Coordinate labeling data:
== == ==
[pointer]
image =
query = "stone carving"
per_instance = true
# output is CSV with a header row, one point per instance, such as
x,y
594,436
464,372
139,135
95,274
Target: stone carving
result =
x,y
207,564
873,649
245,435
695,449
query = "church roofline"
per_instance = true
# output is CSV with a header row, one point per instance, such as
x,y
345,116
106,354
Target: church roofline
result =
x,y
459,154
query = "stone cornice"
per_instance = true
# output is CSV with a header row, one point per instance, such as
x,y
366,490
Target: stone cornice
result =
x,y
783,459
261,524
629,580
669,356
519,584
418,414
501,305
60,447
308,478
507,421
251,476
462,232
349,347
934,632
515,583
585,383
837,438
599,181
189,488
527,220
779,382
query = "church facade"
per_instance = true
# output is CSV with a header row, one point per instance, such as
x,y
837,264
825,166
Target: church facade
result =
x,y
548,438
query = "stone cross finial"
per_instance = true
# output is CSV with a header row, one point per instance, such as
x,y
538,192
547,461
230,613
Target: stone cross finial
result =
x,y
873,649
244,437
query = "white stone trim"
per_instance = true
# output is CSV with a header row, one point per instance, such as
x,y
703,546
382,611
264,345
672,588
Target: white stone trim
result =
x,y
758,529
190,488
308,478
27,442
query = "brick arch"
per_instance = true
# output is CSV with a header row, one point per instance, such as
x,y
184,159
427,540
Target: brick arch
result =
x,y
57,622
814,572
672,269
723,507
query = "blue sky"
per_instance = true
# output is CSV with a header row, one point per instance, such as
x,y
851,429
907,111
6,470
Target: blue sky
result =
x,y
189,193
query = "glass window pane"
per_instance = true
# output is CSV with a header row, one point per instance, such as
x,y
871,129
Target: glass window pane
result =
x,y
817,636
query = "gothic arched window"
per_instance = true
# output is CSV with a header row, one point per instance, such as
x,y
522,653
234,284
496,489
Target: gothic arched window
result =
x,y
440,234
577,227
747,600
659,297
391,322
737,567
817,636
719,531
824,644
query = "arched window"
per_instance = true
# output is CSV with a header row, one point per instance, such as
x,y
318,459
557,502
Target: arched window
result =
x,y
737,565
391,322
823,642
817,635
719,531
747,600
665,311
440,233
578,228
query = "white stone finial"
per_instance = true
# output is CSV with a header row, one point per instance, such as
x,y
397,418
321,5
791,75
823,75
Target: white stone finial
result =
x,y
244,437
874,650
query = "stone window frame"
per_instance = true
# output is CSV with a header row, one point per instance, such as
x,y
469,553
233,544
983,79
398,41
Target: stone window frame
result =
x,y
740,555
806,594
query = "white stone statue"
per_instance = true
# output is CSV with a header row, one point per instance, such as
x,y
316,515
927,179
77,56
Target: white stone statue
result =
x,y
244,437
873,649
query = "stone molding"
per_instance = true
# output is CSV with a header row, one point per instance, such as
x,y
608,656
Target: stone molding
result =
== == ==
PROBLEM DETAILS -> Your task is to repeat the data exactly; please include every line.

THE RESULT ->
[pointer]
image =
query = "stone carving"
per_instance = true
# output is CSV with a header row, one point per instance, such as
x,y
594,436
464,372
139,135
95,274
Target: stone carving
result =
x,y
207,564
873,649
245,435
695,449
query = "church roofline"
per_instance = true
# output is CSV with a header row, one point per instance, such as
x,y
345,116
106,354
Target: church roofline
result =
x,y
459,154
query = "stone cornice"
per_instance = true
# output is CSV with a header row, one point per instance, such as
x,y
366,490
Target: stone cornice
result =
x,y
783,459
261,524
629,580
669,356
519,584
418,414
501,305
60,447
308,478
507,421
251,476
462,232
349,347
934,632
515,583
585,383
837,438
599,181
189,488
527,220
779,382
query = "church facade"
per_instance = true
# output is CSV with a header row, one point per instance, such as
x,y
837,264
825,166
Target: church facade
result =
x,y
548,438
query = "stone cross finial"
per_instance = true
# output is CSV with a header row, one point per instance, such as
x,y
538,192
547,461
230,613
Target: stone cross finial
result =
x,y
873,649
244,437
query = "white stone trim"
per_instance = true
# output is CSV with a header row, one point per instance, such as
x,y
703,546
382,611
264,345
672,588
Target: white stone trim
result =
x,y
758,529
190,488
308,478
27,442
query = "brick arch"
per_instance = true
# output is CSV with a header row, one point per instance, such as
x,y
184,159
427,540
Target: brick arch
result =
x,y
57,622
814,572
672,269
723,507
query = "blue sky"
per_instance = true
# output is CSV with a header row, one point per instance, such as
x,y
851,429
907,111
6,470
Target: blue sky
result =
x,y
189,193
query = "glass window pane"
per_instance = true
# output is CSV with a header row, one point per instance, such as
x,y
871,129
Target: glass window pane
result =
x,y
817,636
query = "gothic arched window"
per_instance = true
# output is CSV with a header row, one point per instance, such as
x,y
522,653
234,284
496,489
Target: gothic arched window
result =
x,y
440,234
577,227
747,600
659,297
391,322
737,567
817,636
719,531
824,644
query = "arched window"
per_instance = true
# output is CSV with a header row, one point per instance, such as
x,y
318,459
557,502
Target: arched window
result =
x,y
737,565
391,322
823,642
817,635
719,531
747,600
665,311
440,233
578,228
query = "white stone finial"
per_instance = true
# output is CSV with a header row, one point per instance, such as
x,y
397,418
321,5
791,75
823,75
Target: white stone finial
result =
x,y
244,437
874,650
query = "stone window frame"
per_instance = true
# output is CSV with a header row, one point per instance, such as
x,y
469,553
233,544
983,79
398,41
Target: stone window frame
result =
x,y
740,555
806,594
query = "white stone statue"
per_instance = true
# output is CSV with a header row, one point per instance, such as
x,y
316,515
927,179
77,56
Target: white stone statue
result =
x,y
244,437
873,649
query = "stone molding"
per_instance = true
# output is CSV with a header row, one point per instance, such as
x,y
608,656
Target: stone molding
result =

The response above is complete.